TASK DETAILS
Your result should be every line of the records below that contains the word "person".

TASK INPUTS
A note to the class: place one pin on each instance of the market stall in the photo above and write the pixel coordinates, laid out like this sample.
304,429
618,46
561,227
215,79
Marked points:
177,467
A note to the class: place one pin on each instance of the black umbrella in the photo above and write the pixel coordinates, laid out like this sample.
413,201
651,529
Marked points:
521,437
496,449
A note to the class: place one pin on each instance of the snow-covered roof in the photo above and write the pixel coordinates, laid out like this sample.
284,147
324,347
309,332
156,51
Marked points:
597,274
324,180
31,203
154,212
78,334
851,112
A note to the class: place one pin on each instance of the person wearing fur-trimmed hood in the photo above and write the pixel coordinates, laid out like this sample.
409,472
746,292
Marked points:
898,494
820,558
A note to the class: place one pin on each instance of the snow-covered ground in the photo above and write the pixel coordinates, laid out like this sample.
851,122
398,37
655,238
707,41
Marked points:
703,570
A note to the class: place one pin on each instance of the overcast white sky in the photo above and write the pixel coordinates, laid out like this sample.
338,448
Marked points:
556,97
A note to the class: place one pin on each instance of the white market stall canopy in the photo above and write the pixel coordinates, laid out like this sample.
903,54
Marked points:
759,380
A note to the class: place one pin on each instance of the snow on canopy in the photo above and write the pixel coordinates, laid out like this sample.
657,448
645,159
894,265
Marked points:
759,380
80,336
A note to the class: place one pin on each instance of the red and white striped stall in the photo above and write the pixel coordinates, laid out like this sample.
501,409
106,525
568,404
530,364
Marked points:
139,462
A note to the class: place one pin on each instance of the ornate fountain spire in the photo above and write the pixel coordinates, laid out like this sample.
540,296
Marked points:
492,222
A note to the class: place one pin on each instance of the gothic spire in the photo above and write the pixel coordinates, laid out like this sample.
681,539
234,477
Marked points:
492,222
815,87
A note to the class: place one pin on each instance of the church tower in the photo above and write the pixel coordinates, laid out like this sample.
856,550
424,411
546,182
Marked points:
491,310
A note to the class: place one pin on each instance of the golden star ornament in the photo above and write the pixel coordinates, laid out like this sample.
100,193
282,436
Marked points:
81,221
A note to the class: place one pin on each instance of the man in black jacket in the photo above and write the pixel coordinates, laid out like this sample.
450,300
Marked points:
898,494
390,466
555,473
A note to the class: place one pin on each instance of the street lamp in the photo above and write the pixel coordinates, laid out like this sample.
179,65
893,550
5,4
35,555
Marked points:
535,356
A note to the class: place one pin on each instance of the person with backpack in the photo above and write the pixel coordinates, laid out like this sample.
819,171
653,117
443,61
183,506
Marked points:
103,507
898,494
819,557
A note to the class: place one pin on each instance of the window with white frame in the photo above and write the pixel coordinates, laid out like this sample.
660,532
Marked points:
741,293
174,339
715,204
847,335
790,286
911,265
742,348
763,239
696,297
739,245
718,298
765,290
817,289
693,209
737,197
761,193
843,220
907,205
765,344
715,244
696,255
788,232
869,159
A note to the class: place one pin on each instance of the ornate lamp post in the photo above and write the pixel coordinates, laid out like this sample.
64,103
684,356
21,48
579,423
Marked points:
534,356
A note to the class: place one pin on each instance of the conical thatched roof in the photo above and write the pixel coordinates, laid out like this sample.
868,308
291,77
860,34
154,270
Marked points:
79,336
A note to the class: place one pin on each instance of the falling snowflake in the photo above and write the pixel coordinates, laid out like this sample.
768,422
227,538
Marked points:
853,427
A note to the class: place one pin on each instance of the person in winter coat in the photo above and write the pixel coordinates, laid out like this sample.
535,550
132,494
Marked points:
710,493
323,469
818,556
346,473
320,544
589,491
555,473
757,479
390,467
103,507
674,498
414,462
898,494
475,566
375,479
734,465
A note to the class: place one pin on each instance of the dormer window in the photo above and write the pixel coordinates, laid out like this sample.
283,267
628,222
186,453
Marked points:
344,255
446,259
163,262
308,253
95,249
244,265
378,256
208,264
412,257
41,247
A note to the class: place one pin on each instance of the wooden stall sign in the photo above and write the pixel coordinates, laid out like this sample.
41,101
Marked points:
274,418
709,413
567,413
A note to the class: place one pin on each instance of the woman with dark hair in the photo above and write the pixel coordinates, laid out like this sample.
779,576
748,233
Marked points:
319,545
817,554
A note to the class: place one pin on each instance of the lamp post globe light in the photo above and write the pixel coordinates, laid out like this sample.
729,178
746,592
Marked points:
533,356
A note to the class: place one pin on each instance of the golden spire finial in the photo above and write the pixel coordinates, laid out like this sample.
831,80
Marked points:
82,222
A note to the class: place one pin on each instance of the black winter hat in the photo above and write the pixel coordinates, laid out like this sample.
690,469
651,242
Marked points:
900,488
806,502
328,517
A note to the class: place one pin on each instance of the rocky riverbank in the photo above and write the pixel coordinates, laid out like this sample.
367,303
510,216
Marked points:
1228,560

ANSWER
A note to the class: place one pin on each instance of the person wearing fur-trimmed hood in the photo above and write the pixel coordinates, laid out like this sample.
A note to the class: place one pin on each instance of the person with backpack in the photo above and write the pixel coordinates, laid out like this sample.
A note to the class: place one pin on each instance of the person in winter coat in the photo above and write the pixel coordinates, laid out like this sample.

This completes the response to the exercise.